**THE TASK**
Extract from the listing below each line containing the string "lamp", copying every match verbatim.

### AVAILABLE DATA

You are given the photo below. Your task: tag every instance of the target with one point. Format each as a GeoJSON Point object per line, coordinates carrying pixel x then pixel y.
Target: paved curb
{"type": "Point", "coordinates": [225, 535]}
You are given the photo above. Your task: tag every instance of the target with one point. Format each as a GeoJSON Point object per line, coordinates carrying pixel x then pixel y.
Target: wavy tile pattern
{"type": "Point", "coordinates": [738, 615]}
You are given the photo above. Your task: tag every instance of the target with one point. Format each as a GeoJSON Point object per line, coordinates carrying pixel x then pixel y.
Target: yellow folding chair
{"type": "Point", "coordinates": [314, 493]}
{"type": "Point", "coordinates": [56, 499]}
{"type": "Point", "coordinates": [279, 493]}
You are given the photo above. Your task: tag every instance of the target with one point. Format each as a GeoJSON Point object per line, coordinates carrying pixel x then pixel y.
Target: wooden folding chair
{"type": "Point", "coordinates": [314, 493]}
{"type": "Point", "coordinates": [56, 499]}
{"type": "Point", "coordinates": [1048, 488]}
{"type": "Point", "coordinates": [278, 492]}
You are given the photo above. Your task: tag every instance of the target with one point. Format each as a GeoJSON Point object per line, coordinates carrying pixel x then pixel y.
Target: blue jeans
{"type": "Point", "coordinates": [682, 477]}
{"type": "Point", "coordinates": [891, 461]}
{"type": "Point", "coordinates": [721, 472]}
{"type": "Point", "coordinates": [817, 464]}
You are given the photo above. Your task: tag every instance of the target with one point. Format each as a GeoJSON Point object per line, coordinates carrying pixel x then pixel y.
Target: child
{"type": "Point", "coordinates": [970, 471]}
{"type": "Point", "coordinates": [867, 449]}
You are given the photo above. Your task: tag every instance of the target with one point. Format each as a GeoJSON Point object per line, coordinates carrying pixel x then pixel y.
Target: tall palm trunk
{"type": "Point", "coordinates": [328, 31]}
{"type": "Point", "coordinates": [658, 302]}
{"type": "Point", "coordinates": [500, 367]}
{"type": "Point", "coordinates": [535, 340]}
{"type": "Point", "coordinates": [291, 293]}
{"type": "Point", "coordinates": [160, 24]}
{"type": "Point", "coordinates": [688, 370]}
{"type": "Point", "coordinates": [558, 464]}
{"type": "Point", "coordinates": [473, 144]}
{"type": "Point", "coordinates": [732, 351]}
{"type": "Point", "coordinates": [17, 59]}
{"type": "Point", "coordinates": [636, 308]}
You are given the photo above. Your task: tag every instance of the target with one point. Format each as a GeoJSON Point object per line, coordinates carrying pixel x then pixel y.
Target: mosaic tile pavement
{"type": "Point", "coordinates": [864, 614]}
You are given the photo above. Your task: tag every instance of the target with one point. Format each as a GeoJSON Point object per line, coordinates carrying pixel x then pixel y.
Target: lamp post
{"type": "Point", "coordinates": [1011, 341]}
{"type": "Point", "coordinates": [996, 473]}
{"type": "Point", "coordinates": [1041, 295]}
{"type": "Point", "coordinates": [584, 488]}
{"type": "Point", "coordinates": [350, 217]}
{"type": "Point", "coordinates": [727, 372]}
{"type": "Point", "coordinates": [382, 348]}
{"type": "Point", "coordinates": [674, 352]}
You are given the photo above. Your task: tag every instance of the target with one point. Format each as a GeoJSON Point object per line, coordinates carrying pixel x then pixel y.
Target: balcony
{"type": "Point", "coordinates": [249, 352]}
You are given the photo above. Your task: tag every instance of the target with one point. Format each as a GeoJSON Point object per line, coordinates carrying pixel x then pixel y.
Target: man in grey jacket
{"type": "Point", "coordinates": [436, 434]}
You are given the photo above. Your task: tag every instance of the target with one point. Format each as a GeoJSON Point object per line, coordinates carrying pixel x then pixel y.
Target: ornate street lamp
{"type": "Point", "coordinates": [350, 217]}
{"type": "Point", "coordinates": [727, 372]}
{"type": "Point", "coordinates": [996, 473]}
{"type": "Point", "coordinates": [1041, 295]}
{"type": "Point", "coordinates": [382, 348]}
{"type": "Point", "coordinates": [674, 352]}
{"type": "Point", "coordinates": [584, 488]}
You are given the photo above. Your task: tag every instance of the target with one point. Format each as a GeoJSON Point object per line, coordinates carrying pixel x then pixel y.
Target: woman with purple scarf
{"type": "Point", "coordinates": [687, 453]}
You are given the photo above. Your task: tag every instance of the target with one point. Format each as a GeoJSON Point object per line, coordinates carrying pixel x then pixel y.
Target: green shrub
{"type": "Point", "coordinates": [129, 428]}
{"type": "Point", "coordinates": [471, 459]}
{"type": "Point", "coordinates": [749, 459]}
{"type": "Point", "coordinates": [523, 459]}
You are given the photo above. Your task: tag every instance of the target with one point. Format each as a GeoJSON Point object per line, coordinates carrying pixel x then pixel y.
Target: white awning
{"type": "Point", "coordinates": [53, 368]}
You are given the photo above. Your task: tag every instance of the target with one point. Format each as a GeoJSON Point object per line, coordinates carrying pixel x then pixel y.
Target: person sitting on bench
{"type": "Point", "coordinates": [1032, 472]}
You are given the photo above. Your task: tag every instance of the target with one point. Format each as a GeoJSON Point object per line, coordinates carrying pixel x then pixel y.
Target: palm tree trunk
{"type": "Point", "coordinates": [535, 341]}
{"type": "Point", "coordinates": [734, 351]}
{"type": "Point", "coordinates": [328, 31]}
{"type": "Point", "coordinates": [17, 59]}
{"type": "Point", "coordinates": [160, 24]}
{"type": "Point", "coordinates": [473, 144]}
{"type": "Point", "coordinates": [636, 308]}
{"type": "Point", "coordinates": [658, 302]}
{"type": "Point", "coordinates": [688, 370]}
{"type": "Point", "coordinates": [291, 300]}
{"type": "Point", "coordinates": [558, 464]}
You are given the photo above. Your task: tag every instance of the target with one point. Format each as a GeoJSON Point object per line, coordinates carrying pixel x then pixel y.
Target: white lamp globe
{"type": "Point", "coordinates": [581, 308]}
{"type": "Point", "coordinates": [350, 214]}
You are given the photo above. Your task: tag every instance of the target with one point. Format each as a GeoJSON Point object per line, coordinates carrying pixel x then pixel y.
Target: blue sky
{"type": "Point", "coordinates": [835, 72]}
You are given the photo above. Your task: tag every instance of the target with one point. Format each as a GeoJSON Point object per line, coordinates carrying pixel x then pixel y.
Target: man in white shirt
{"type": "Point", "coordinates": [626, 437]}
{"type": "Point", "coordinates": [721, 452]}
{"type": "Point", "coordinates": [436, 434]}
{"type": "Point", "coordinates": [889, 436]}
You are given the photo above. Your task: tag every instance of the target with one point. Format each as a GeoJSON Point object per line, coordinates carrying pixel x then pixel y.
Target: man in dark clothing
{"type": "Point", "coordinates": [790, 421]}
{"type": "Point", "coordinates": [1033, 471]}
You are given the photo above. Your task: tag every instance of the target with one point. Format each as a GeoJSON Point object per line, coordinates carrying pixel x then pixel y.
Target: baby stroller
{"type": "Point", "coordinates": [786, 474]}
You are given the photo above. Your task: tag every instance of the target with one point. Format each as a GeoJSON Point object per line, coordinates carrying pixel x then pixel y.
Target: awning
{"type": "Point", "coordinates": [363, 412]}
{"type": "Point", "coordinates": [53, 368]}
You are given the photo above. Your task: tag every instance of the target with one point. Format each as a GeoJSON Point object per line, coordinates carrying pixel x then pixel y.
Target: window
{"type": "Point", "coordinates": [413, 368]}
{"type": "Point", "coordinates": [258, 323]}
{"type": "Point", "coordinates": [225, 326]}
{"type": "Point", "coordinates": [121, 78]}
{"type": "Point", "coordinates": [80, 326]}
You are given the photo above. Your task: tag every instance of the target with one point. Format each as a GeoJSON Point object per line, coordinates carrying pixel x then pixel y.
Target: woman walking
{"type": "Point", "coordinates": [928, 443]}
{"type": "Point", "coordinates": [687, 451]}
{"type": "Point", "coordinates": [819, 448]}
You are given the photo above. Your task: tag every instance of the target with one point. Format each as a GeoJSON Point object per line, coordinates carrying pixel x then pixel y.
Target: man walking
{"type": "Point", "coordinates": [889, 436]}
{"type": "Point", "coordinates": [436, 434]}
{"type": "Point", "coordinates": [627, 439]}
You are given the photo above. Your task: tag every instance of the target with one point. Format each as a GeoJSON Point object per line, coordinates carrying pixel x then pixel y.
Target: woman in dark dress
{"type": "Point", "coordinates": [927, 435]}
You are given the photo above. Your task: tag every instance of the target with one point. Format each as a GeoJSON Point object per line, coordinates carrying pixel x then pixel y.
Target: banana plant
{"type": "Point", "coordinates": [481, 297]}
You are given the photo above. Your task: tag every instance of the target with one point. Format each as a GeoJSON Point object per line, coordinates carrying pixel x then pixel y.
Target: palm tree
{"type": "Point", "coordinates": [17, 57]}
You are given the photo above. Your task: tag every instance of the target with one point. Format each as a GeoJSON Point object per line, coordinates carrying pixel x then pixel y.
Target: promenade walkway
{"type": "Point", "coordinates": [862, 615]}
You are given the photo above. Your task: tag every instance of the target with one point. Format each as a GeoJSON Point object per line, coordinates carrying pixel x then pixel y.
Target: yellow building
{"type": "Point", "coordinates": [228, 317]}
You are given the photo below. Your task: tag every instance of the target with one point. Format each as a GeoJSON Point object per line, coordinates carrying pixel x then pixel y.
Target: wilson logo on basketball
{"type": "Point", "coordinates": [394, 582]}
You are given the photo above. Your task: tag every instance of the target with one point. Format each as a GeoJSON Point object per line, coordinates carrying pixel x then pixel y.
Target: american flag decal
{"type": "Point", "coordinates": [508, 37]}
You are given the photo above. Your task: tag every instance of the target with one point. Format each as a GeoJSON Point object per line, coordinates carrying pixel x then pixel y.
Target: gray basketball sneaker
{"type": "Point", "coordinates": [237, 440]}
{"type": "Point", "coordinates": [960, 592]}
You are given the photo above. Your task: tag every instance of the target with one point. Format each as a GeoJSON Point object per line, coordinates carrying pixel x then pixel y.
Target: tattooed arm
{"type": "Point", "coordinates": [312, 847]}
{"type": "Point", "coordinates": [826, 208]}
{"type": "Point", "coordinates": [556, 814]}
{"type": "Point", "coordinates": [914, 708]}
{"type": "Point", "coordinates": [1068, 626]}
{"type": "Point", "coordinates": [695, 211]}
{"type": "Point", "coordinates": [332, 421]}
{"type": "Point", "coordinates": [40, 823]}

######

**EXERCISE OUTPUT**
Target: lamp post
Target: ornate street lamp
Target: white lamp globe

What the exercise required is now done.